* **WHAT THE TASK REQUIRES**: According to the Navy Yard text, which company moved its corporate headquarters to the Navy Yard's "historic core"?

* **DOCUMENT SECTION**:
════════════════════

It didn't begin that way. In the late 1990s, Philadelphia Industrial Development Corp., the quasi-public agency in charge of redevelopment here, imagined the Navy Yard as a fairly conventional corporate park. A 2004 master plan by Stern's firm extended the corporate park model slightly with a residential marina district. But then, says Berson, "no professional real estate people were thinking about the Navy Yard."

"When we started the work on the master plan for the Navy Yard," says Stern, "people said 'Navy Yard?' with a kind of gigantic question mark at the end. Now it's 'the Navy Yard!' So the Navy Yard is suddenly, I would say, quite hot, and deservedly so."

Part of the draw is the yard's designation as a Keystone Opportunity Improvement Zone, which rewards companies that employ and invest there with aggressive tax breaks. In 2005, Liberty, the publicly traded real estate company based in Malvern, opened the Stern-designed One Crescent Drive, a suburban office building with a curved glass facade that delivered views across I-95 to Center City and a balcony facing the Navy's collection of mothballed ships. The building filled quickly. Then the following year Urban Outfitters moved its corporate headquarters to the Navy Yard's "historic core."

Employees quickly fell in love with the campus feeling and the background of the ships, so stark gray that only their form is apparent. Urban Outfitters' exquisite reuse of 19th-century brick and terra-cotta workshops signaled that going forward, this couldn't be just another corporate park. Moreover, as Liberty and PIDC began to install infrastructure, they paid careful attention to urban design: All buildings would have front doors that faced the street; all streets would have on-street parking; and all sidewalks would be lighted by streetlamps. "From a suburban developer's point of view," says Sanderson, "that's a pretty massive shift in paradigm."

════════════════════

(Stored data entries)
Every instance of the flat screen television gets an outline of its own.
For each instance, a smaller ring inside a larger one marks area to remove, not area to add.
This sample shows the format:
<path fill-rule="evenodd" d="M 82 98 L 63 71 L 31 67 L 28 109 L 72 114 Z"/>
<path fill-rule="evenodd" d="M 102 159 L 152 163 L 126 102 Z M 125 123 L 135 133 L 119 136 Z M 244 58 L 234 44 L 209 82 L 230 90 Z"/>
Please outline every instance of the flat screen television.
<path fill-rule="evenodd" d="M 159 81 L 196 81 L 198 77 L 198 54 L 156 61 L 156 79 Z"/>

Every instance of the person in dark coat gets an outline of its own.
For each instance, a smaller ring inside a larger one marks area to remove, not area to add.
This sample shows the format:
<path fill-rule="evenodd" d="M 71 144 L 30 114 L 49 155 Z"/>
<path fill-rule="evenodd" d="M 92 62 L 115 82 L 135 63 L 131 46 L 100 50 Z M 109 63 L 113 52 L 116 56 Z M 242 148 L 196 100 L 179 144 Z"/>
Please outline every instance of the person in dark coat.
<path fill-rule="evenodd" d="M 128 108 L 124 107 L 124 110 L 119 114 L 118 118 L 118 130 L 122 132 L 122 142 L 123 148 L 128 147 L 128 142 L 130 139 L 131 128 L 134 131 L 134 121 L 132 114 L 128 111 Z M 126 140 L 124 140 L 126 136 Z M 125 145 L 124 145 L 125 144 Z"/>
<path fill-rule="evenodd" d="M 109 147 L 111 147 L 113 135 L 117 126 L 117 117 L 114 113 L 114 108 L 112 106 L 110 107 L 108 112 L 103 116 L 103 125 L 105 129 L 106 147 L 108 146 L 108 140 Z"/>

════════════════════

* **OUTPUT OF THE EXERCISE**: Urban Outfitters